-- Start of Entries shown --
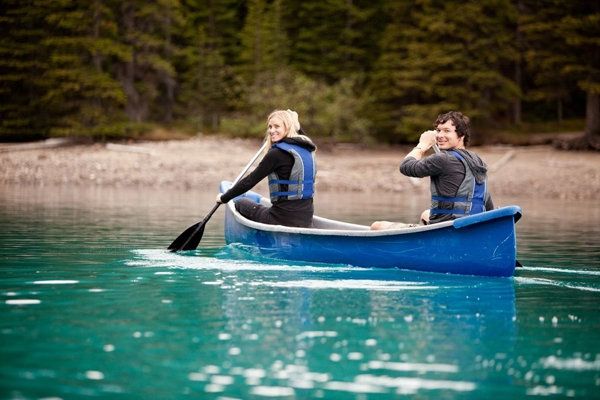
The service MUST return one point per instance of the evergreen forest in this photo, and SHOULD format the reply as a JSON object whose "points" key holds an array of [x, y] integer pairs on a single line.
{"points": [[355, 70]]}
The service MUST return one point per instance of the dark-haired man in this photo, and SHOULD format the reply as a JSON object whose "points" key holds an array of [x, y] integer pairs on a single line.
{"points": [[458, 176]]}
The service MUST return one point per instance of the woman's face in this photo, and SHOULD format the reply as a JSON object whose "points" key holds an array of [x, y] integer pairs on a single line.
{"points": [[276, 129]]}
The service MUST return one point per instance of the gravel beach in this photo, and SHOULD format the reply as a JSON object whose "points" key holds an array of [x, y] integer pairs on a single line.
{"points": [[202, 162]]}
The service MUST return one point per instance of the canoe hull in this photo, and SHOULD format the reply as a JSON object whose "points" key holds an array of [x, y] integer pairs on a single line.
{"points": [[483, 244]]}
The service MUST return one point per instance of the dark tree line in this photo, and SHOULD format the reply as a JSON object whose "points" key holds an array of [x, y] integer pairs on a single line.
{"points": [[354, 69]]}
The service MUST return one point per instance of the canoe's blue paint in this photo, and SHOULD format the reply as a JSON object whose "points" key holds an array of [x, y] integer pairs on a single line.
{"points": [[482, 244]]}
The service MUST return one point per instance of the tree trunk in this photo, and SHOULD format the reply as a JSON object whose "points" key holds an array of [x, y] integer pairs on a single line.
{"points": [[592, 120], [591, 138]]}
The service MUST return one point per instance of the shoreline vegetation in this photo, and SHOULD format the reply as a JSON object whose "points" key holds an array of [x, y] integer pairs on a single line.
{"points": [[536, 171]]}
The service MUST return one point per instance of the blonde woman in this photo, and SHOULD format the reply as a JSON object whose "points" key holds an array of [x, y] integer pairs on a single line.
{"points": [[289, 163]]}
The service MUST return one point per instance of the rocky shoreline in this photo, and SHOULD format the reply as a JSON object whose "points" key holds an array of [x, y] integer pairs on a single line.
{"points": [[202, 162]]}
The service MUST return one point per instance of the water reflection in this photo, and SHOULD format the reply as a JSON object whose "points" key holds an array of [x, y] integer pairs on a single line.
{"points": [[92, 305]]}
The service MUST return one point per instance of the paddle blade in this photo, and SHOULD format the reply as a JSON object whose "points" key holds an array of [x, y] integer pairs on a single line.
{"points": [[189, 239]]}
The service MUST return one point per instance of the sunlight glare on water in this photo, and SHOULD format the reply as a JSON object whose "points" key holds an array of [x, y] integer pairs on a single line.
{"points": [[94, 306]]}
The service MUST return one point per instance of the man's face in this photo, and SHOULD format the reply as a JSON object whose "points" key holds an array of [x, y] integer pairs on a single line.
{"points": [[447, 138]]}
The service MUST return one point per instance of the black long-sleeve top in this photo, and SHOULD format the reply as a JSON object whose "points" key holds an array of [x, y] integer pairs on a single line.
{"points": [[286, 212]]}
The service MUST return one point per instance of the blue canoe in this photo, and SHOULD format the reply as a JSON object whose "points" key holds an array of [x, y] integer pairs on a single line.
{"points": [[482, 244]]}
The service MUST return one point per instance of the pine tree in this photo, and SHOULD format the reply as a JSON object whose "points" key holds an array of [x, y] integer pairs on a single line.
{"points": [[333, 39], [147, 75], [451, 55], [264, 43], [80, 92], [563, 51], [22, 63], [208, 83]]}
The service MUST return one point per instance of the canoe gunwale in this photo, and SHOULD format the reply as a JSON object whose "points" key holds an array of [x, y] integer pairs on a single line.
{"points": [[358, 230]]}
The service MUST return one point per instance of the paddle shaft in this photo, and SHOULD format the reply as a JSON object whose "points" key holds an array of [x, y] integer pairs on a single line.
{"points": [[190, 238]]}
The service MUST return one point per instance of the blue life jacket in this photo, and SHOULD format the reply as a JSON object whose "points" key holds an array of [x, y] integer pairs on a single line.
{"points": [[470, 197], [301, 184]]}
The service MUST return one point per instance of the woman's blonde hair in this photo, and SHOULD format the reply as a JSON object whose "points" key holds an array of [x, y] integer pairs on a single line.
{"points": [[290, 121]]}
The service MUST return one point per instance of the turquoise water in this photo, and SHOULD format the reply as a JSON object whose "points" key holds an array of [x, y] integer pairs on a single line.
{"points": [[93, 307]]}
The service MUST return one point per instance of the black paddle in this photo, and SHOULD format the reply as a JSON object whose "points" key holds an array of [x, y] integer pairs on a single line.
{"points": [[190, 238]]}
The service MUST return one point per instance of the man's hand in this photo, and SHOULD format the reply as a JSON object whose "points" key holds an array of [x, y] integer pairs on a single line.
{"points": [[427, 140]]}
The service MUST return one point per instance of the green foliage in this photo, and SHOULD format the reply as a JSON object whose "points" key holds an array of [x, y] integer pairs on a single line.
{"points": [[330, 111], [443, 55], [354, 70]]}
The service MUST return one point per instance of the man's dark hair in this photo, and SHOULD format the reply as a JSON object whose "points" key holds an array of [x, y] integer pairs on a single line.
{"points": [[460, 121]]}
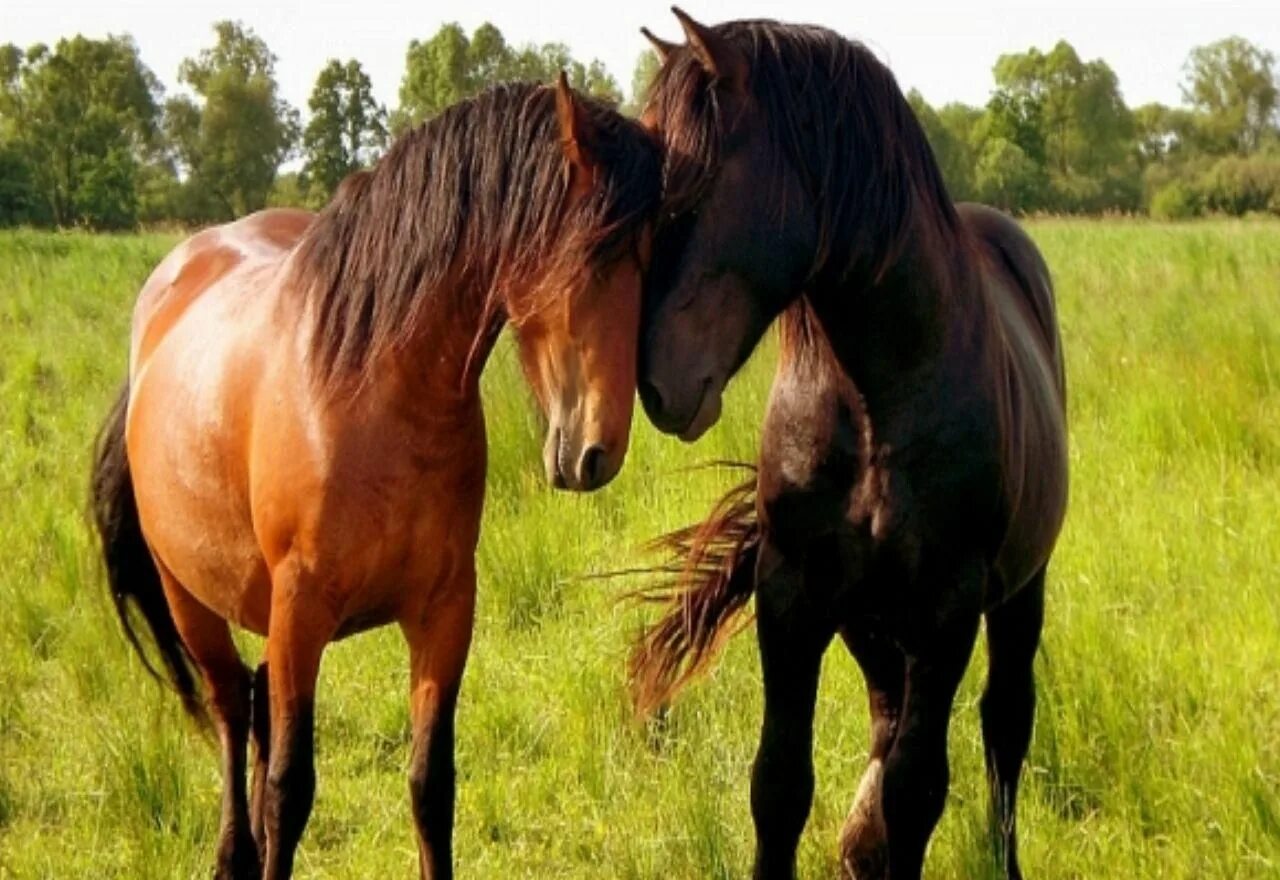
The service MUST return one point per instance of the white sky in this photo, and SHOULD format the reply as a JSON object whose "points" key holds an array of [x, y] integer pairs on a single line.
{"points": [[944, 50]]}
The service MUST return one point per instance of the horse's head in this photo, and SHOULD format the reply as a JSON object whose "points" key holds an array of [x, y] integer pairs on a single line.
{"points": [[736, 235], [579, 321]]}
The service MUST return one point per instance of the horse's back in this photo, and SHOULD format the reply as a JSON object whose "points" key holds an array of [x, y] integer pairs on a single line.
{"points": [[200, 262], [208, 333], [1032, 393]]}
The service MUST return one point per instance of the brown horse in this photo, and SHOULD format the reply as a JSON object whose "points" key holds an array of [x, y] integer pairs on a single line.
{"points": [[913, 471], [301, 450]]}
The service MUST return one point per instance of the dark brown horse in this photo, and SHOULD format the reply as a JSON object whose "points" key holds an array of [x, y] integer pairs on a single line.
{"points": [[913, 471], [301, 450]]}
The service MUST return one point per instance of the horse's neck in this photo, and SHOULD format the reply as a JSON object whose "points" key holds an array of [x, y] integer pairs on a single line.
{"points": [[891, 334], [443, 361]]}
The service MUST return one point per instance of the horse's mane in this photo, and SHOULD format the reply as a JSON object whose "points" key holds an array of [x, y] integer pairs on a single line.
{"points": [[836, 114], [475, 198]]}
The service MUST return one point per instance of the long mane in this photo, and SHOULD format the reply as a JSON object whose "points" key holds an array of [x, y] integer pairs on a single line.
{"points": [[836, 114], [476, 200]]}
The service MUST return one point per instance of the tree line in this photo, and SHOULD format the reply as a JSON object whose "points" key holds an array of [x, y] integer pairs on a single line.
{"points": [[87, 137]]}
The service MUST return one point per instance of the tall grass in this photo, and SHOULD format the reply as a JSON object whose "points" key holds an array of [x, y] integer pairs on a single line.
{"points": [[1157, 747]]}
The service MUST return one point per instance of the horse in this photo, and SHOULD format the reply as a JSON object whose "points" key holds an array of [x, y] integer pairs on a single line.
{"points": [[300, 449], [913, 466]]}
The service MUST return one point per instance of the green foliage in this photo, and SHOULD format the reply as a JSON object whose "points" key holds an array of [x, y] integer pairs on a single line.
{"points": [[74, 124], [347, 128], [951, 146], [647, 68], [449, 67], [1242, 184], [1006, 177], [85, 142], [1176, 201], [1232, 85], [1155, 751], [232, 143]]}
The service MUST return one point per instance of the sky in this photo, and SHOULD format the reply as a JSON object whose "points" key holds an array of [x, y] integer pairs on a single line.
{"points": [[944, 49]]}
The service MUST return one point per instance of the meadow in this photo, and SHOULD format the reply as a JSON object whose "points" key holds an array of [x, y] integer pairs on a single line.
{"points": [[1157, 739]]}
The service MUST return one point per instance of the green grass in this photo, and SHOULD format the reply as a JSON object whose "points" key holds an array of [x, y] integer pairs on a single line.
{"points": [[1157, 747]]}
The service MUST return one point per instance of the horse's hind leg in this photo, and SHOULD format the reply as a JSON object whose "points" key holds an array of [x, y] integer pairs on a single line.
{"points": [[937, 642], [261, 736], [792, 633], [208, 638], [438, 636], [301, 627], [1009, 707], [863, 844]]}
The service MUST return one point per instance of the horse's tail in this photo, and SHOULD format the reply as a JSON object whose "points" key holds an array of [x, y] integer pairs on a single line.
{"points": [[131, 572], [712, 578]]}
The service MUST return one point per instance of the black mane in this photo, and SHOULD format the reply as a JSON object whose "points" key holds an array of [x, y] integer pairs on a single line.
{"points": [[478, 197], [835, 113]]}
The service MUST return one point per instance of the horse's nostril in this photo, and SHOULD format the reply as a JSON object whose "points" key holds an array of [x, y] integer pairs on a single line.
{"points": [[590, 470]]}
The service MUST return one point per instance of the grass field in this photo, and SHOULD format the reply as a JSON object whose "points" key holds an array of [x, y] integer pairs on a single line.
{"points": [[1157, 746]]}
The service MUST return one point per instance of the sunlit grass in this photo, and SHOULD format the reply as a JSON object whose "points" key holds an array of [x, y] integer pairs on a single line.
{"points": [[1157, 747]]}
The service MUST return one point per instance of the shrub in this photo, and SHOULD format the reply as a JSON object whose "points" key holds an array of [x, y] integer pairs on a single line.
{"points": [[1175, 201]]}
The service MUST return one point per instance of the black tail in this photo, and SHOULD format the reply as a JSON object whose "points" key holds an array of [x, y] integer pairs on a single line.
{"points": [[709, 580], [129, 569]]}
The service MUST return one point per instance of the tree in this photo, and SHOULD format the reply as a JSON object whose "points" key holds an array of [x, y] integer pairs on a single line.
{"points": [[74, 125], [1008, 178], [1075, 108], [233, 143], [950, 146], [1162, 132], [647, 68], [1232, 85], [449, 67], [346, 131]]}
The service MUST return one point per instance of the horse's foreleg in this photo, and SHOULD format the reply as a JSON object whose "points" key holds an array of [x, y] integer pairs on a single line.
{"points": [[792, 636], [917, 775], [863, 844], [438, 636], [209, 640], [300, 628], [1009, 709]]}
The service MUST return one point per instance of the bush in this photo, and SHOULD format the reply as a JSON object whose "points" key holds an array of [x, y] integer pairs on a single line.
{"points": [[1242, 184], [1175, 201]]}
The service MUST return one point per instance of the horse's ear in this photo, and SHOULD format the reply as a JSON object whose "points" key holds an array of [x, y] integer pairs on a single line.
{"points": [[577, 133], [659, 45], [717, 55]]}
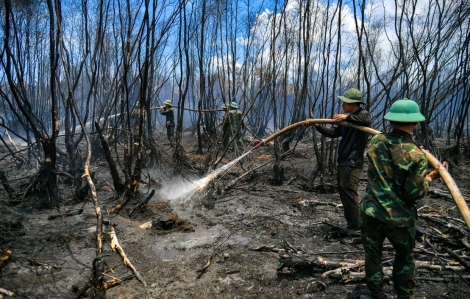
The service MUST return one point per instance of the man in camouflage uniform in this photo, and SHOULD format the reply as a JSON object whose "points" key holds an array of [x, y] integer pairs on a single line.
{"points": [[396, 179], [167, 110], [350, 154]]}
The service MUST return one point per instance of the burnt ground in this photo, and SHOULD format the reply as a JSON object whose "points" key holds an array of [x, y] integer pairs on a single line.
{"points": [[53, 257]]}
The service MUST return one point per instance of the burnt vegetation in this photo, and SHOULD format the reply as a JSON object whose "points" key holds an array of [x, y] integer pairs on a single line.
{"points": [[85, 163]]}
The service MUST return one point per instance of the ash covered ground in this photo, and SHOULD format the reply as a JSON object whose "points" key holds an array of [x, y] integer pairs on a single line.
{"points": [[174, 236]]}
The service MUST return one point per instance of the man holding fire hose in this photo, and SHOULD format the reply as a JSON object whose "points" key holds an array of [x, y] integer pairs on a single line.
{"points": [[350, 153], [396, 179]]}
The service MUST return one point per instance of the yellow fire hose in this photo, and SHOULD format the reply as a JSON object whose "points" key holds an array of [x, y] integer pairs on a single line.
{"points": [[445, 175]]}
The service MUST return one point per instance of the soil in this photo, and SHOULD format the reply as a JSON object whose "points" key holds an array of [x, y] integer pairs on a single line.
{"points": [[173, 237]]}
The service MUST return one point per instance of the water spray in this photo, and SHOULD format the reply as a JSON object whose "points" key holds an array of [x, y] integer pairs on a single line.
-- End of Entries shown --
**Stated goal**
Copy out again, word for word, the part of the rows above that opens with the line containing "The service MUST return one point per instance of the yellow" and runs through the end of the rows.

**Reply to the exercise**
The service MUST return one point per instance of the yellow fire hose in this photo, and SHOULD format the reply as a JSON object whose "points" key holds an array of [x, y] integer pairs on a single line.
{"points": [[445, 175]]}
The service MUST return one point per instance of the soil in this photo, and SHOULD format the reply as a JSON object whose "points" key holds an array of [x, y] integer pairs on a single line.
{"points": [[173, 237]]}
The service MUST return one point per instance of the water spray in this photo, and SHOULD format the reply as a JSON object whose "points" key holds an array of [x, y] integer pairs on a single line.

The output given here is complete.